=== Parts of the exercise ===
1 - Translate this sentence from the text on forgiveness into Spanish: "You have to continue to forgive, again and again, because healing takes time."
2 - Carry on the text on forgiveness from the point where it stops.

(Beginning of Text under study)

Forgiveness is part of being human.

God made us, and he has incredible dreams for us. He knows the things that will make us whole and help us thrive. The Bible repeatedly speaks of the mercy of God. He forgives his people, and he forgives us, over and over again. Only if we imitate God in his mercy and forgiveness can we truly be everything he made us to be.

“Who is a God like you, who removes guilt
and pardons sin for the remnant of his inheritance;
Who does not persist in anger forever,
but instead delights in mercy . . . ”

Micah 7:18

Forgiveness is essential to love.

The most important word in any relationship isn't love, it's forgiveness. While we may strive to become a-better-version-of-ourselves, we also fail sometimes. We can hurt the people that we love, and they sometimes hurt us. If we truly value our closest relationships, we will practice forgiveness. We will ask for forgiveness, and we will grant forgiveness to others.

Love is patient, love is kind. It is not jealous, [love] is not pompous, it is not inflated, it is not rude, it does not seek its own interests, it is not quick-tempered, it does not brood over injury, it does not rejoice over wrongdoing but rejoices with the truth.”
1 Corinthians 13:4–6

Forgiveness is hard.

Forgiveness is essential for healing, for being who God made us to be, and for loving. But it is not easy. It will hurt. The demands are high—but it’s worth it. Just look at what it cost Jesus to forgive us for our sins. He went to the cross to forgive us.

Forgiveness isn’t magic.

The words “I forgive you” are not magic words. You have to continue to forgive, again and again, because healing takes time. You likely will have to face the same hurt repeatedly. In fact, the deepest hurts simply do not heal in a moment; forgiveness will require time. And that’s okay.

“Then Peter approaching asked him, ‘Lord, if my brother sins against me, how often must I forgive him? As many as seven times?’ Jesus answered, ‘I say to you, not seven times but seventy-seven times.’”
Matthew 18:21-22

Forgiveness holds you accountable.

(End of Text under study)
(Beginning of Given records)

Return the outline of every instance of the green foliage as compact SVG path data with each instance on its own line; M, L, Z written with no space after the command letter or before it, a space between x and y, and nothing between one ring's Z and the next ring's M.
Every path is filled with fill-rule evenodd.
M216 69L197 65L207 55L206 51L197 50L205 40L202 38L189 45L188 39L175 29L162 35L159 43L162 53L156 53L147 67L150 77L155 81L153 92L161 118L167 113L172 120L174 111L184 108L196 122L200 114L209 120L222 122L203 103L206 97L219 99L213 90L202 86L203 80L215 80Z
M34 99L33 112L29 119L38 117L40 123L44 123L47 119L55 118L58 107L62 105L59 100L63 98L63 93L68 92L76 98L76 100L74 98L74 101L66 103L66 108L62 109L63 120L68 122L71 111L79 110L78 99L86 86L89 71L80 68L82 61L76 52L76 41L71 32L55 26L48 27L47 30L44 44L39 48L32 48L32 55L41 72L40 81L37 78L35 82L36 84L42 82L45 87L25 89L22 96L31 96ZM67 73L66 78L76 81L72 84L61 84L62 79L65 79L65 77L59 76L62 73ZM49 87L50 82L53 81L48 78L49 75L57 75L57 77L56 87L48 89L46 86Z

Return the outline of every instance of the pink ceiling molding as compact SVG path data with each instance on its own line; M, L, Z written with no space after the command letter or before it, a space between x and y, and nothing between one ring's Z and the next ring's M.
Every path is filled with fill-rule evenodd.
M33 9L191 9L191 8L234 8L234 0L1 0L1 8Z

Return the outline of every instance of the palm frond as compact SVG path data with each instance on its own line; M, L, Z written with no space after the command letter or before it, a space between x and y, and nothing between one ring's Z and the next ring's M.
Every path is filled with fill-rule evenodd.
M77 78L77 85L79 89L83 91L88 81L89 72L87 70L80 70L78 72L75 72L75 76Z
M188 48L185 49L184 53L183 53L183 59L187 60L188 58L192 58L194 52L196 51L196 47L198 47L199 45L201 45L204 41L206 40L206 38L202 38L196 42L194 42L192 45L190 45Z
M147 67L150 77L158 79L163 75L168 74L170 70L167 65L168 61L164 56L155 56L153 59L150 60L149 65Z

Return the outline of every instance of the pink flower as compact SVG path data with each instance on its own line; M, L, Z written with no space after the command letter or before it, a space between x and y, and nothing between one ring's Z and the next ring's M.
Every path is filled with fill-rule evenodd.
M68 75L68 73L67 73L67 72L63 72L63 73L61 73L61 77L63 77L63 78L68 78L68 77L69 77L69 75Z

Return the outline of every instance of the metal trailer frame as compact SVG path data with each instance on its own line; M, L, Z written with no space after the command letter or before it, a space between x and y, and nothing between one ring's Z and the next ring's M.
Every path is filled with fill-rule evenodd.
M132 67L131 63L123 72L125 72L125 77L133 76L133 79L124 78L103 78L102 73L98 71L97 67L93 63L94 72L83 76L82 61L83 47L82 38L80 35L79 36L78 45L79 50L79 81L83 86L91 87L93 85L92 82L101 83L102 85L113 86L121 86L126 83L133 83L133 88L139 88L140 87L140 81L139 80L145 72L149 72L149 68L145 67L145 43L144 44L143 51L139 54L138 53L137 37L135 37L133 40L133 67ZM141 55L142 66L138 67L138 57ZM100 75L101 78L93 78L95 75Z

(End of Given records)

=== Outputs for the tasks ===
1 - Tienes que seguir perdonando, una y otra vez, porque la sanación lleva tiempo.

2 -
One of my favorite stories in the Bible is when Jesus saves a woman from being stoned for adultery. He tells the woman to go and sin no more. That is an essential element in forgiveness for a relationship to be healed. When Phillip came back, he didn’t just say he was sorry. He took full responsibility for what he did, with no excuses, and had the firm intention not to do it again. That opens the door for a relationship to blossom.

“She replied, ‘No one, sir.’ Then Jesus said, ‘Neither do I condemn you. Go, [and] from now on do not sin any more.’”
John 8:11

Forgiveness can’t be done alone.

Alexander Pope once said, “To err is human; to forgive, divine.” We can do nothing without God’s grace, let alone forgive. When we let God in, when we trust and rely on him, we will find peace, healing, and the ability to forgive.

“Find your delight in the Lord
who will give you your heart’s desire.”

Psalm 37:4

When Phillip walked out of my life, I chose to forgive. In fact, I was never angry in the first place. Besides, anger would only hurt me. Holding on to resentment would not let me heal, and it would not let God work in my life the way that he wanted to.

In order to forgive, we must open our hearts to a love that does not originate in us. We must open our pain to the very love of God.

Did it hurt? Yes. I had days where I collapsed on the floor and cried because of the hurt. But I was determined that resentment would not eat away at my soul. Instead, I forgave and handed my heart to God. Whenever I took it to prayer, I felt compelled to simply wait and to be with God. And so I waited, and I spent time simply being with God, letting him hold and heal my heart.

Phillip and I are now married and expecting our first child. God is so incredibly good. We have our struggles, but forgiveness is at the forefront—and it brings such joy, peace, and love to our lives.

I am currently facing a situation that is demanding forgiveness from me again. I refuse to let resentment take hold. I want to be whole, and I pray that I will let God work in me once again.